- TASK STATEMENT: Each entry needs to be repeated exactly, with nothing added or removed.

Records from a data source:
┄┄┄┄┄┄
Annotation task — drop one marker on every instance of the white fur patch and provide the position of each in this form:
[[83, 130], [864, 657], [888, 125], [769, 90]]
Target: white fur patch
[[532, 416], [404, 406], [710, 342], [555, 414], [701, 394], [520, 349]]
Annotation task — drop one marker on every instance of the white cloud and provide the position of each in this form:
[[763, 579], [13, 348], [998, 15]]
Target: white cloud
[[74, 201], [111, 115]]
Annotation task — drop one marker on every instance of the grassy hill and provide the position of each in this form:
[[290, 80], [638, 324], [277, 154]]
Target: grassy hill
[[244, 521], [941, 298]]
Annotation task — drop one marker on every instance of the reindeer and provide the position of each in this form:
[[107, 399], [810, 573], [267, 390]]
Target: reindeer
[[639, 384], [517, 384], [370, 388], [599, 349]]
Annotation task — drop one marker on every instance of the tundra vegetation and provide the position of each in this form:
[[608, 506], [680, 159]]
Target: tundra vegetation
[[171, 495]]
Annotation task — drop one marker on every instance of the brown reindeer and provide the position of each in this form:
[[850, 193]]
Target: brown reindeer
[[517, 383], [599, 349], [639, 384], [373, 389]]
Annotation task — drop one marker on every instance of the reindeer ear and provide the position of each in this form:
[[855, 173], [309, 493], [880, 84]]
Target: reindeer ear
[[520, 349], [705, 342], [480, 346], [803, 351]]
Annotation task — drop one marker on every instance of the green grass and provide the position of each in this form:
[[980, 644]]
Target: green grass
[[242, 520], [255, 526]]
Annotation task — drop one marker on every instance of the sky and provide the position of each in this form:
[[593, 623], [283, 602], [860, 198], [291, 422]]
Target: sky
┄┄┄┄┄┄
- FINISHED TASK:
Annotation task — drop one marker on every instance of the white fur patch and provide the position of each in this form:
[[83, 130], [864, 657], [888, 125], [769, 90]]
Target: white fur patch
[[532, 416], [404, 406], [710, 342], [555, 414], [701, 394], [520, 349]]
Annotation task — drop one marker on every instance of the white cloud and provide the position of each in this form:
[[763, 579], [13, 348], [998, 15]]
Target: white cloud
[[74, 201], [111, 115]]
Annotation task — drop one marker on every instance of the grassy hill and provide the position of each in this form:
[[290, 80], [638, 324], [277, 154]]
Target: grassy hill
[[244, 521], [941, 298]]
Annotation task — drop one marker on every instance of the reindeer and provide the position of each in this form:
[[107, 399], [810, 573], [267, 390]]
Target: reindeer
[[639, 384], [517, 384], [370, 388], [599, 349]]
Annotation task — drop one marker on every instance of the tundra vegetation and provide the position of each in this form:
[[608, 506], [680, 159]]
Target: tundra vegetation
[[171, 495]]
Annotation task — drop one marker on every instance of the brown reindeer and provide the position of each in this form:
[[850, 193]]
Target: brown reindeer
[[517, 383], [599, 349], [639, 384], [373, 389]]
Annotation task — drop one marker on every instance of the reindeer ear and provide the position of each in this form:
[[855, 173], [309, 493], [880, 84]]
Target: reindeer ear
[[520, 349], [705, 342], [480, 346], [803, 351]]
Annotation task — drop one marker on every instance of the green grass and provide the position of each in this form:
[[980, 644]]
Target: green grass
[[242, 520], [255, 526]]
Annotation task — drop one marker on every instance of the sky and provide the position of each in this form:
[[593, 623], [283, 602], [860, 198], [291, 422]]
Target: sky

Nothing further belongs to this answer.